■ **DESCRIPTION OF THE TASK**
The answer must consist of every line from the data that holds the string "rough".

■ **DATASET CONTENT**
-- -- --

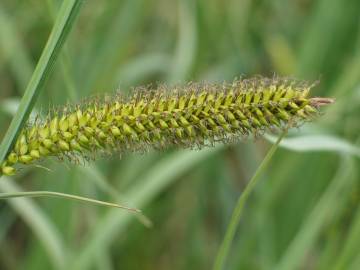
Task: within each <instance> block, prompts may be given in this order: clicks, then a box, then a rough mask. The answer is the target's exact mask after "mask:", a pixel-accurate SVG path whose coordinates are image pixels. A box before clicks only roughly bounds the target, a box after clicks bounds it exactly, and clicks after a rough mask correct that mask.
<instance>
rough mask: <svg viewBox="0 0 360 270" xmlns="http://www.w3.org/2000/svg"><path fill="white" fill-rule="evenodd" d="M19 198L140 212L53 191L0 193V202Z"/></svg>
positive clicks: (84, 197) (39, 191)
mask: <svg viewBox="0 0 360 270" xmlns="http://www.w3.org/2000/svg"><path fill="white" fill-rule="evenodd" d="M19 197H58V198H65V199H70V200H74V201H81V202H87V203H92V204H97V205H101V206H108V207H115V208H121V209H125V210H127V211H131V212H137V213H138V212H140V210H138V209H135V208H130V207H126V206H123V205H120V204H117V203H109V202H104V201H99V200H94V199H90V198H86V197H81V196H77V195H71V194H66V193H60V192H53V191H27V192H6V193H0V200H1V199H10V198H19Z"/></svg>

-- -- --

■ **RESPONSE TO THIS TASK**
Task: within each <instance> block, prompts may be given in this order: clicks, then a box, then a rough mask. The answer is the target's exact mask after "mask:", a pixel-accurate SVG path whose coordinates are image pixels. A box before clicks only roughly bounds the target, a box after clicks bounds it exactly, and clicks after a rough mask correct that mask.
rough mask: <svg viewBox="0 0 360 270" xmlns="http://www.w3.org/2000/svg"><path fill="white" fill-rule="evenodd" d="M19 198L140 212L53 191L0 193V202Z"/></svg>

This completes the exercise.